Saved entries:
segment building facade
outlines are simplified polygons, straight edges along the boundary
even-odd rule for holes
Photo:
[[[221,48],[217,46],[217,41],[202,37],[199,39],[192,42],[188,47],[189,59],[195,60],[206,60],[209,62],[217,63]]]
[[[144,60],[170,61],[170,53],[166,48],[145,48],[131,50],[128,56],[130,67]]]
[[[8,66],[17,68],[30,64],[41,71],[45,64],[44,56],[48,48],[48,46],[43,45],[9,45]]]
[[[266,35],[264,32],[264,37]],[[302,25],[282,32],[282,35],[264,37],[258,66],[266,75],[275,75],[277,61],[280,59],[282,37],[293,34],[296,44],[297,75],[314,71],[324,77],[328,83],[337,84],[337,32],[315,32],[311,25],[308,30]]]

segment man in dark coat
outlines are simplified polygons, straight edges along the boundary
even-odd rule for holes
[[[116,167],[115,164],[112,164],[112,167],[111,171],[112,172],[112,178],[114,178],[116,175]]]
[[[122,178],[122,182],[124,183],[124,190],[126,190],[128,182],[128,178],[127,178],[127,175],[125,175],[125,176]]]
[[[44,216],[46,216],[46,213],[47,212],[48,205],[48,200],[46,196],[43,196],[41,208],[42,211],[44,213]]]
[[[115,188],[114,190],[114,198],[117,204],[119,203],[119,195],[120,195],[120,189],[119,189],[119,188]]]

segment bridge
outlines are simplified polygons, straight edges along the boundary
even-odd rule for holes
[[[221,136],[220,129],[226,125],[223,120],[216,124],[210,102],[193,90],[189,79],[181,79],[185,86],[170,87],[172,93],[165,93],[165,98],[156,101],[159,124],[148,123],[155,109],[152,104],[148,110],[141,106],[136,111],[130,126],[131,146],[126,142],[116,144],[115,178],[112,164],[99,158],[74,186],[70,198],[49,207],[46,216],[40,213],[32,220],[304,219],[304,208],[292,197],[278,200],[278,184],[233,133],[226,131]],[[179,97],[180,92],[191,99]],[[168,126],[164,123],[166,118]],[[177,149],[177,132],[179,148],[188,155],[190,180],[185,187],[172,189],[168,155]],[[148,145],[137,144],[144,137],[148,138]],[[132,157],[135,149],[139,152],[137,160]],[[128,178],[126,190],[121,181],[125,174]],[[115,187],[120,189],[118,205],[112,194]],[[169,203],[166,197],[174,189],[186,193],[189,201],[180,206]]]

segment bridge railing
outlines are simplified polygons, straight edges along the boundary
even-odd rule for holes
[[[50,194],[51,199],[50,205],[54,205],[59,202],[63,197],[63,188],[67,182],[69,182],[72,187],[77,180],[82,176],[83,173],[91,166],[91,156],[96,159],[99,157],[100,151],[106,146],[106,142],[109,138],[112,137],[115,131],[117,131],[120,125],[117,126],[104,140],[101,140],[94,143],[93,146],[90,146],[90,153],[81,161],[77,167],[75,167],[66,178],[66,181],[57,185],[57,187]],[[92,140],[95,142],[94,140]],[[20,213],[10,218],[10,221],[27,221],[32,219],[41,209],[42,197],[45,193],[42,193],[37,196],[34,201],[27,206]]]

WORK REQUIRED: Rewrite the records starting at the line containing "segment man in dark coat" and ending at the last line of the records, swapping "bridge" for "footbridge" and leaving everything else as it is.

FULL SOLUTION:
segment man in dark coat
outlines are simplified polygons, straight edges along the boundary
even-odd rule for holes
[[[116,167],[115,164],[112,164],[112,167],[111,171],[112,172],[112,178],[114,178],[116,175]]]
[[[122,178],[122,182],[124,183],[124,190],[126,190],[128,182],[128,178],[127,178],[127,175],[125,175],[125,176]]]
[[[44,216],[46,216],[46,213],[47,212],[48,205],[48,200],[46,196],[43,196],[41,208],[42,211],[44,213]]]
[[[115,188],[114,190],[114,198],[117,204],[119,203],[119,195],[120,195],[120,189],[119,189],[119,188]]]

segment footbridge
outlines are simplified polygons, straight edges along the boundary
even-odd rule for holes
[[[221,136],[220,129],[226,125],[223,120],[216,124],[210,102],[193,90],[189,79],[181,79],[185,86],[170,87],[172,93],[165,93],[165,98],[156,101],[159,124],[148,123],[155,109],[152,104],[148,110],[141,106],[136,111],[130,126],[131,146],[126,142],[116,144],[115,178],[112,164],[99,158],[74,186],[70,198],[49,207],[46,216],[40,213],[32,220],[304,219],[304,208],[292,197],[278,200],[278,184],[233,133],[226,131]],[[179,97],[180,92],[191,99]],[[168,126],[164,123],[166,118]],[[177,149],[177,132],[179,148],[188,155],[190,180],[185,187],[172,189],[168,155]],[[148,145],[137,144],[144,137],[148,138]],[[132,157],[135,149],[139,152],[137,160]],[[128,178],[126,190],[121,181],[125,174]],[[115,187],[120,189],[118,205],[112,194]],[[169,203],[166,197],[174,189],[186,193],[189,201],[180,206]]]

segment footbridge railing
outlines are simplified polygons, straight edges along the boundary
even-odd rule for holes
[[[50,194],[51,199],[50,205],[54,205],[59,202],[63,197],[63,188],[67,182],[69,182],[72,187],[77,180],[82,176],[83,173],[91,166],[91,156],[96,159],[99,157],[100,151],[106,146],[106,142],[109,138],[112,137],[115,131],[117,131],[120,125],[117,126],[104,140],[101,140],[94,143],[93,146],[90,146],[90,153],[81,161],[77,167],[75,167],[66,178],[66,181],[57,185],[57,187]],[[92,140],[95,142],[94,140]],[[20,213],[10,218],[10,221],[27,221],[32,219],[41,209],[42,197],[45,193],[42,193],[37,196],[34,201],[27,206]]]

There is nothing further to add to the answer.